◆ Problem ◆
Print the entries exactly; no image belongs in the copy.

Collection entries:
======

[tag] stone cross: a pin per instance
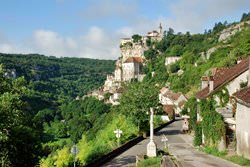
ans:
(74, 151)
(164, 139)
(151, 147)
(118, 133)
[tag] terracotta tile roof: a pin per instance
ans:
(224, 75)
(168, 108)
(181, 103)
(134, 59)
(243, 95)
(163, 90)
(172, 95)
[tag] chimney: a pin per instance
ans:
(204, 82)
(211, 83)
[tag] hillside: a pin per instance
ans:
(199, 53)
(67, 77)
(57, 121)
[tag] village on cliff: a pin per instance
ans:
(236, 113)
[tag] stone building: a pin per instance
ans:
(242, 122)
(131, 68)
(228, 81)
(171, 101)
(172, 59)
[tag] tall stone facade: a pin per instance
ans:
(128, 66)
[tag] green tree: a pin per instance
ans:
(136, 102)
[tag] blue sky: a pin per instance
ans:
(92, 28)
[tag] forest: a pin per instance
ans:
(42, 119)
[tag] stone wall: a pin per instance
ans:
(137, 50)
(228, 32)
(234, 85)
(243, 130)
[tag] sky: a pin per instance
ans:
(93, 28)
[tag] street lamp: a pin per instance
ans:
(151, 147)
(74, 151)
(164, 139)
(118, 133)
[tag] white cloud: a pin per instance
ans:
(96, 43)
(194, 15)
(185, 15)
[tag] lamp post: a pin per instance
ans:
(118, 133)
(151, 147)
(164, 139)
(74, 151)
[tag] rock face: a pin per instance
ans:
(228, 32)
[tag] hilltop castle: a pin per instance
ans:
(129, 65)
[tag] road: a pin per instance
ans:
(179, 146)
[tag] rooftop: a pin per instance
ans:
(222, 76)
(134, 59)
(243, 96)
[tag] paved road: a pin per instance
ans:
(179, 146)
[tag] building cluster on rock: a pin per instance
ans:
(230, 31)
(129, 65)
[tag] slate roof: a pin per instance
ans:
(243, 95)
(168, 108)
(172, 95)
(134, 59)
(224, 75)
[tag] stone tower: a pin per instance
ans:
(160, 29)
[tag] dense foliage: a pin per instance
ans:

======

◆ Your response ◆
[tag] stone cross: a pin per instance
ans:
(74, 151)
(164, 139)
(151, 147)
(118, 133)
[tag] terracotta tile roof: a pin per instance
ans:
(224, 75)
(168, 108)
(181, 103)
(134, 59)
(243, 95)
(163, 90)
(172, 95)
[tag] chimney: a pin per instance
ans:
(204, 82)
(211, 83)
[tag] hillside: a pin per instance
ans:
(199, 53)
(67, 77)
(57, 121)
[tag] village on cliff: a pin per instance
ans:
(236, 113)
[tag] stone building: a pin per instance
ans:
(242, 122)
(131, 68)
(228, 81)
(171, 101)
(172, 59)
[tag] tall stone facade: a pin per instance
ans:
(128, 66)
[tag] green tree: a pin per instance
ans:
(136, 102)
[tag] blue sky: a pin per instance
ans:
(92, 28)
[tag] forest: a pin per instance
ans:
(42, 119)
[tag] stone wall: a pin per instance
ans:
(137, 50)
(228, 32)
(234, 85)
(243, 130)
[tag] sky: a pin per instance
ans:
(93, 28)
[tag] street lamp: a pin per instance
ans:
(151, 147)
(74, 151)
(164, 139)
(118, 133)
[tag] white cloud: a pin per instance
ans:
(96, 43)
(194, 15)
(185, 15)
[tag] lamp post: a pin per instance
ans:
(118, 133)
(151, 147)
(164, 139)
(74, 151)
[tag] rock face: a pin per instance
ans:
(228, 32)
[tag] hilltop castle: a pin per instance
ans:
(129, 65)
[tag] road: a pin per instance
ans:
(179, 146)
[tag] rooftop: a pin per instance
ans:
(222, 76)
(134, 59)
(243, 96)
[tag] paved road: a pin per instance
ans:
(179, 146)
[tag] building cluster on rock: a pin per instance
ans:
(230, 31)
(129, 65)
[tag] slate roof: a pin per instance
ans:
(243, 95)
(168, 108)
(172, 95)
(134, 59)
(224, 75)
[tag] stone tower: a pin per instance
ans:
(160, 29)
[tag] dense foliage: a pin per instance
ans:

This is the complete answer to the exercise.